Your objective
Only the last stretch of the records is wanted: restate word for word the line with "Mark every instance of the bus rear wheel" and every line after it.

Point-per-instance localization data:

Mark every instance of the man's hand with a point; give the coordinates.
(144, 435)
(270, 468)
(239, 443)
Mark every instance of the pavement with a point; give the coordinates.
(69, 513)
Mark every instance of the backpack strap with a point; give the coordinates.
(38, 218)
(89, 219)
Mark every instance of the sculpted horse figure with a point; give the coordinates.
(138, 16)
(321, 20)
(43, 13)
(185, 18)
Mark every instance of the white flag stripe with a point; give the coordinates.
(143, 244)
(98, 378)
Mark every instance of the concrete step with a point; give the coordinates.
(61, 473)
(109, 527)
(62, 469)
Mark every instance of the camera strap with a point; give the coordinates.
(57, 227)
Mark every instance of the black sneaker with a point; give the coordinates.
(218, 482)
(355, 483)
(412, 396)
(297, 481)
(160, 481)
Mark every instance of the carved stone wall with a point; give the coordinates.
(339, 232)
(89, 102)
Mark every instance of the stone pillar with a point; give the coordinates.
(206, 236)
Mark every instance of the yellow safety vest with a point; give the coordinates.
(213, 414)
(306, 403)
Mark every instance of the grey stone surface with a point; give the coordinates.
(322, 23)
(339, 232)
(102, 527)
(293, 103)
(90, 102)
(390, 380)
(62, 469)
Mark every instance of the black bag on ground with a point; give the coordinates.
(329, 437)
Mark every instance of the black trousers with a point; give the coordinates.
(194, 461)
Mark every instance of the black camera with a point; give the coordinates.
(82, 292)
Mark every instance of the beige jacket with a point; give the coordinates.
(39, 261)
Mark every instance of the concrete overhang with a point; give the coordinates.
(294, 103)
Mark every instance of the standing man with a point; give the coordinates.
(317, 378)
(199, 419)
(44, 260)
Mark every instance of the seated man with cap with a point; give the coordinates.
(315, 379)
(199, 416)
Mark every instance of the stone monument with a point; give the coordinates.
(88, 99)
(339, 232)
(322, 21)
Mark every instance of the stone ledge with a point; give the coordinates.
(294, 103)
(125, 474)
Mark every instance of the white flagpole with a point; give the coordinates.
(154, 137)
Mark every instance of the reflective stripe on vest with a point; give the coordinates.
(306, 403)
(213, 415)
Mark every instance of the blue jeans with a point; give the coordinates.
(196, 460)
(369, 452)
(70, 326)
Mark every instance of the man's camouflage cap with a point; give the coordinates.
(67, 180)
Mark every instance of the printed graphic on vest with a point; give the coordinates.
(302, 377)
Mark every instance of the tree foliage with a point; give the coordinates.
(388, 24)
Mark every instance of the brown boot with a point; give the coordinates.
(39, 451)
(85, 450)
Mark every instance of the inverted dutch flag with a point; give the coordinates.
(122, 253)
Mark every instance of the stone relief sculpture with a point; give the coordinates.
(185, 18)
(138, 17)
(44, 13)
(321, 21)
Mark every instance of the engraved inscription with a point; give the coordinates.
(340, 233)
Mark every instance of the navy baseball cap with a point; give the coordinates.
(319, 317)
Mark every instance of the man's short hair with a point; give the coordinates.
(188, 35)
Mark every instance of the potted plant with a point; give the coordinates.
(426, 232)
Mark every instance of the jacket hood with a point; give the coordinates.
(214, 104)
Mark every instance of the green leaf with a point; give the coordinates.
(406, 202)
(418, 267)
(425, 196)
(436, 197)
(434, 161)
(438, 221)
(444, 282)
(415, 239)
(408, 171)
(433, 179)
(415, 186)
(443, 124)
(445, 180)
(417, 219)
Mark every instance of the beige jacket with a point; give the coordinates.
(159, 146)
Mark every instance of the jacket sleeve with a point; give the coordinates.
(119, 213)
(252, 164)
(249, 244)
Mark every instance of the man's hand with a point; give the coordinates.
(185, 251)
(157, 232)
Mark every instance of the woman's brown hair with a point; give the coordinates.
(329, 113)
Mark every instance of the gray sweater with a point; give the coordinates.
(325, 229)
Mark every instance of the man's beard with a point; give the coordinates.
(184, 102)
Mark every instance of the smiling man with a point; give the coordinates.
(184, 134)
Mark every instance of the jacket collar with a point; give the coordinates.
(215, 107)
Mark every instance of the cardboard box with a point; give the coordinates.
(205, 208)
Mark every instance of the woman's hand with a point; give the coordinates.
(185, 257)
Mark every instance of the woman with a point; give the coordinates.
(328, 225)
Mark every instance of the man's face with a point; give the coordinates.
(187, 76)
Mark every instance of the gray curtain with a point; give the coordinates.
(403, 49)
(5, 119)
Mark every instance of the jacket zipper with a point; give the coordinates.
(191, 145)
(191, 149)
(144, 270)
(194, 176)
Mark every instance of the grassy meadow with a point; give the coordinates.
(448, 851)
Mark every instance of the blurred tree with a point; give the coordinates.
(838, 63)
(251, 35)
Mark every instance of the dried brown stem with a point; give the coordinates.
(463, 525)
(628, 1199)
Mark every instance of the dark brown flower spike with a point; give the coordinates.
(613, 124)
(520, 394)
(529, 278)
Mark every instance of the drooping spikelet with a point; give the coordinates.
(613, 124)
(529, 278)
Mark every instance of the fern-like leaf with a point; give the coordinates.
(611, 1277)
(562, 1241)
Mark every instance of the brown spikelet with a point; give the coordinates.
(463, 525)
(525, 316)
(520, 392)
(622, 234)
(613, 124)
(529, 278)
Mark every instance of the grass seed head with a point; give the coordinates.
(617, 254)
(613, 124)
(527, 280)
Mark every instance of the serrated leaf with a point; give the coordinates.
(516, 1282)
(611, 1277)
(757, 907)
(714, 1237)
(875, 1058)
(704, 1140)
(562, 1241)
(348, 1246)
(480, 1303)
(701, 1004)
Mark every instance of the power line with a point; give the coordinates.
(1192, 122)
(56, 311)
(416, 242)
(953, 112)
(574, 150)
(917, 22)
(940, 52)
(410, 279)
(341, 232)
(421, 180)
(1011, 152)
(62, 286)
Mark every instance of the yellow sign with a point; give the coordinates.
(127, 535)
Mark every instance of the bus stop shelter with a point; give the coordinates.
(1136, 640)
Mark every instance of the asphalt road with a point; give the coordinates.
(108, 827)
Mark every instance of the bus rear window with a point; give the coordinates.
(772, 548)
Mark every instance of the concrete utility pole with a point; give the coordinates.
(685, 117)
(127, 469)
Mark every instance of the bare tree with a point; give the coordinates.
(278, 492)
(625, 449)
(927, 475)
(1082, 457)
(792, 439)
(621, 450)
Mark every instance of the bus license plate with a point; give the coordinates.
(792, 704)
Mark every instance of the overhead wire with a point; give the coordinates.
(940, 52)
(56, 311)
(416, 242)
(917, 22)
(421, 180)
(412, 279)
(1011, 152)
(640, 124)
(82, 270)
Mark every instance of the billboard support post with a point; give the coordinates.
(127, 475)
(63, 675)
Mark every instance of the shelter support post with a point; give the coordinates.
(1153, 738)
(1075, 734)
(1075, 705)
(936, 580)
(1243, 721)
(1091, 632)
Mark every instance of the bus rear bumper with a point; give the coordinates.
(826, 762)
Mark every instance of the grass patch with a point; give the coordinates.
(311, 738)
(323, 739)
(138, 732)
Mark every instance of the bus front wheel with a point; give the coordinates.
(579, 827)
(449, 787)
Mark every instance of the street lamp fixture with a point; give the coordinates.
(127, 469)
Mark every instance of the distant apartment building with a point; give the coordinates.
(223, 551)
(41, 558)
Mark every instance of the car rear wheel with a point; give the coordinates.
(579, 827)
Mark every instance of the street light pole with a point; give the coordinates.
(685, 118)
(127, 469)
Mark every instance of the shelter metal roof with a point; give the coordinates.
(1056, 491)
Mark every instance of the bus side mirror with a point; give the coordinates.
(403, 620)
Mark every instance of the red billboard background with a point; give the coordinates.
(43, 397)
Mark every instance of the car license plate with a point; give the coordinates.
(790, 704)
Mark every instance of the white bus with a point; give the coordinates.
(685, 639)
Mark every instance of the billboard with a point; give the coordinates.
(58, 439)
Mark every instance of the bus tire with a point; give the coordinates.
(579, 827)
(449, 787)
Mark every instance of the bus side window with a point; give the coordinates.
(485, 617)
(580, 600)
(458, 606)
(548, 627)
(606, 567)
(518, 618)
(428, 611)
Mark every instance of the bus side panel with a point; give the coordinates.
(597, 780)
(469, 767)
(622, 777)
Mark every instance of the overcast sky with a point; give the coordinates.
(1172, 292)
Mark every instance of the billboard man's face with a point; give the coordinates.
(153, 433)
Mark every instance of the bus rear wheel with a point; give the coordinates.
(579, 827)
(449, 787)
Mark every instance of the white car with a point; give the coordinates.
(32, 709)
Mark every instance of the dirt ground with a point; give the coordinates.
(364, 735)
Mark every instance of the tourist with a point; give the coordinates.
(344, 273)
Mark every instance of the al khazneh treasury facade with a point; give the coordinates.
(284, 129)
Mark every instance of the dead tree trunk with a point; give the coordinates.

Task solution
Mark every instance of the bus rear wheel with a point; give the coordinates.
(579, 827)
(449, 787)
Mark every instance of the white car with a point; give the coordinates.
(32, 709)
Mark every instance of the dirt ground with a point; give the coordinates.
(364, 735)
Mark every instance of the tourist with a point; give the coordinates.
(344, 273)
Mark every instance of the al khazneh treasury facade with a point; give the coordinates.
(284, 129)
Mark every instance of the dead tree trunk with a point; give the coordinates.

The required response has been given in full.